(Image point grounding data)
+ + + +

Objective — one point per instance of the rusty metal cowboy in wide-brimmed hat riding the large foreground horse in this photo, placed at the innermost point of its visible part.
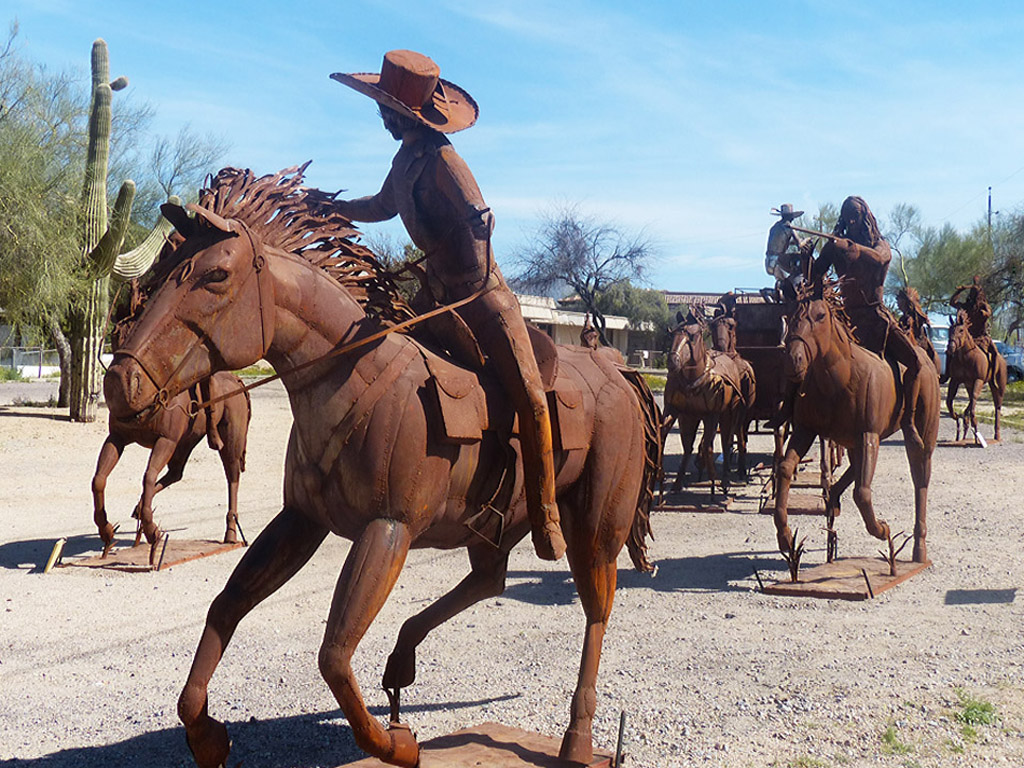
(434, 192)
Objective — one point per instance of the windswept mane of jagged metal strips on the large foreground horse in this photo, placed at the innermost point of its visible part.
(300, 221)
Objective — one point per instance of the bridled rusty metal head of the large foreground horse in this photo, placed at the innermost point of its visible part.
(212, 314)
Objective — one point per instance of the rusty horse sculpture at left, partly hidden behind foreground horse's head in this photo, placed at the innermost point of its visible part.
(173, 434)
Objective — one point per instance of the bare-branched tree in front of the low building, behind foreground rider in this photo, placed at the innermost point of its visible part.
(589, 258)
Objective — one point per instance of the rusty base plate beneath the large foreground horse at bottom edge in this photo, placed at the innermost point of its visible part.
(494, 746)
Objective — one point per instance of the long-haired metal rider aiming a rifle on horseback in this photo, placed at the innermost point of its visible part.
(861, 257)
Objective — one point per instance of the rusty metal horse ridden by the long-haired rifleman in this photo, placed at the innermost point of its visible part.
(851, 397)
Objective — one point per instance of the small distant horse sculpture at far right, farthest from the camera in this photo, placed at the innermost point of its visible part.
(969, 365)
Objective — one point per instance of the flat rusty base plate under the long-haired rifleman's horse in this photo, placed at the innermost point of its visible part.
(844, 579)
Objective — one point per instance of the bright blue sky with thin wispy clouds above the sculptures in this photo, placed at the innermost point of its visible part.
(687, 120)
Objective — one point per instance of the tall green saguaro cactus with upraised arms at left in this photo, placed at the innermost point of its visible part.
(102, 240)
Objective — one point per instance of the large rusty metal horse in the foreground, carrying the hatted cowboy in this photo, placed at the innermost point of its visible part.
(369, 458)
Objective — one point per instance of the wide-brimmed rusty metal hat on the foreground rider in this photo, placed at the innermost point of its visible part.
(410, 83)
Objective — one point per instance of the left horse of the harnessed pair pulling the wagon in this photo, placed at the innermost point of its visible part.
(703, 388)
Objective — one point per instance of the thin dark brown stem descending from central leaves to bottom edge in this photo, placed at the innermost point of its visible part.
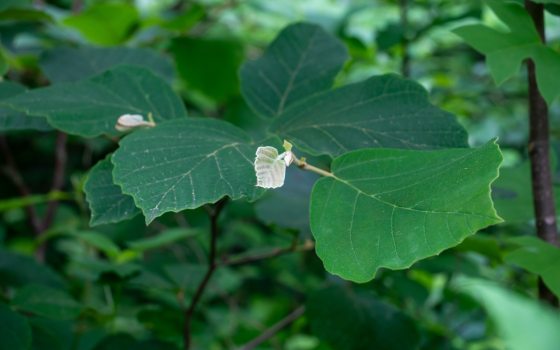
(214, 212)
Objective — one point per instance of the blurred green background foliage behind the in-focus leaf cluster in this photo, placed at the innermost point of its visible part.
(125, 285)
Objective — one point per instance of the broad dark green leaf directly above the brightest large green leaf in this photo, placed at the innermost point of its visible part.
(384, 111)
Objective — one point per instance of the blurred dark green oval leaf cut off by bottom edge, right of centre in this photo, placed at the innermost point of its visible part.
(355, 321)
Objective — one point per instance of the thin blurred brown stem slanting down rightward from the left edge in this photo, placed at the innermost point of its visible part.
(11, 170)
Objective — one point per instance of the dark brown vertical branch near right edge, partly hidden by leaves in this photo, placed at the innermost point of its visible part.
(543, 196)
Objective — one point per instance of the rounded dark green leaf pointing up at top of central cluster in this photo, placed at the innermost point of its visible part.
(303, 60)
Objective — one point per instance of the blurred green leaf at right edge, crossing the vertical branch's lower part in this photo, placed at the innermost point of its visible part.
(538, 257)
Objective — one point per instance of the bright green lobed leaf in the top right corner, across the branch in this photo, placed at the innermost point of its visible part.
(505, 51)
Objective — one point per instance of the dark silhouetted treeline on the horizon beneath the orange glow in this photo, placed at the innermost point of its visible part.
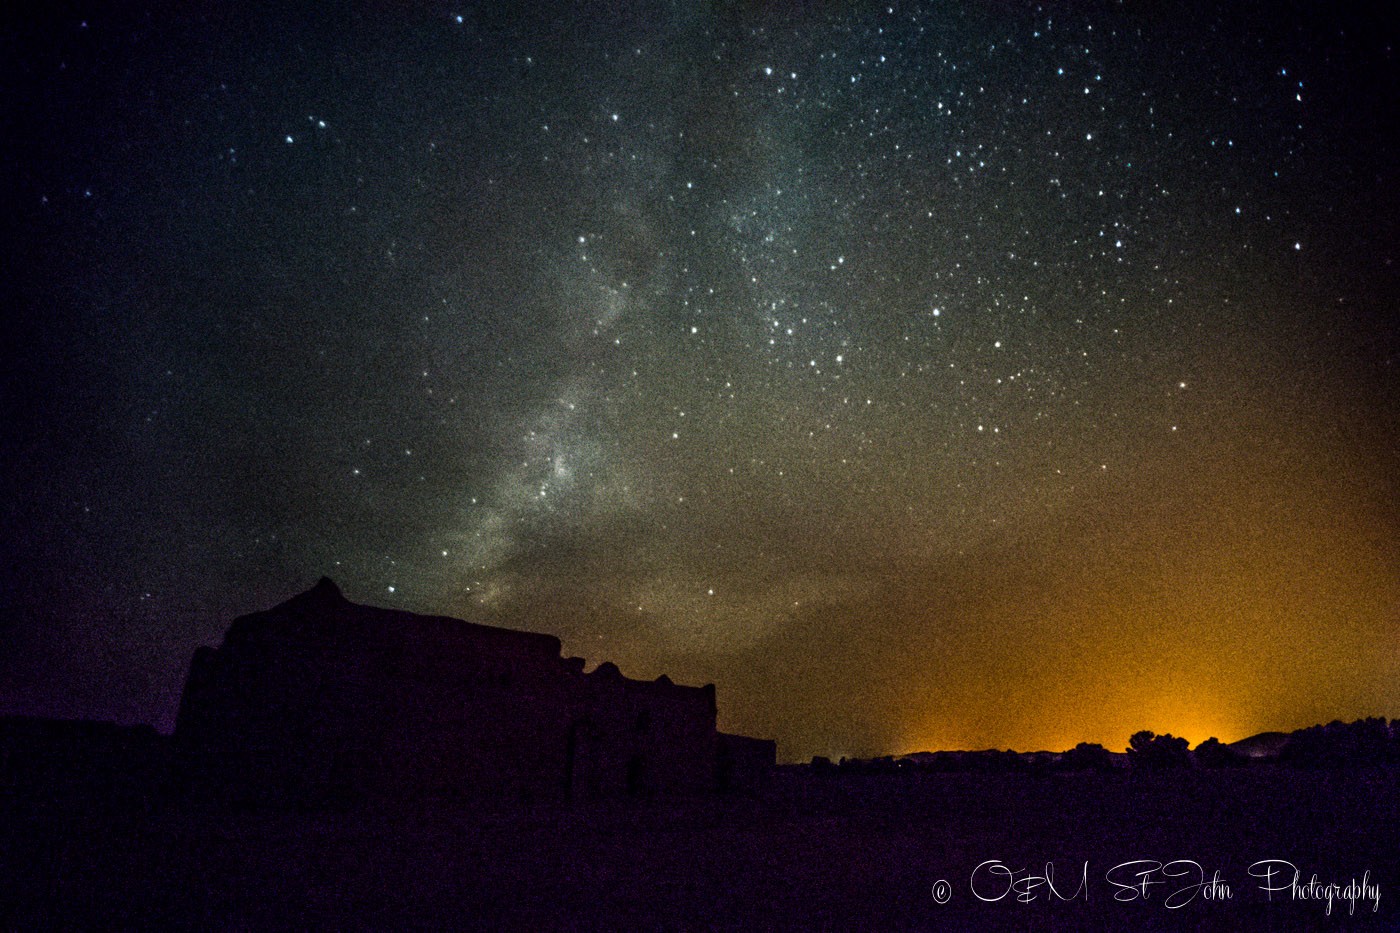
(1364, 743)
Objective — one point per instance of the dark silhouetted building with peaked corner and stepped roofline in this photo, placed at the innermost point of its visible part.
(323, 700)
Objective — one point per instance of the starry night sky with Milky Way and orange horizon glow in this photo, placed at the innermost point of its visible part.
(926, 376)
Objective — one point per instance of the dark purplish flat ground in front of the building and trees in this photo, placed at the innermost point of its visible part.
(811, 852)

+ + + +

- [REQUIREMENT]
Nothing but the lines from the one containing "Objective — one point per instance of the starry" through the final line of the data above is to be reproduced, each exactly as written.

- [SOLUTION TO THIS EXERCISE]
Objective — one point per instance of the starry night sky with Milky Way and orange horizon glow in this photo, placed at the innermost point of its visible part.
(926, 376)
Objective — one point per instance of the dark purplish flat ground in front of the building and trees in this photo, placed at the innermost point of its visible part.
(811, 852)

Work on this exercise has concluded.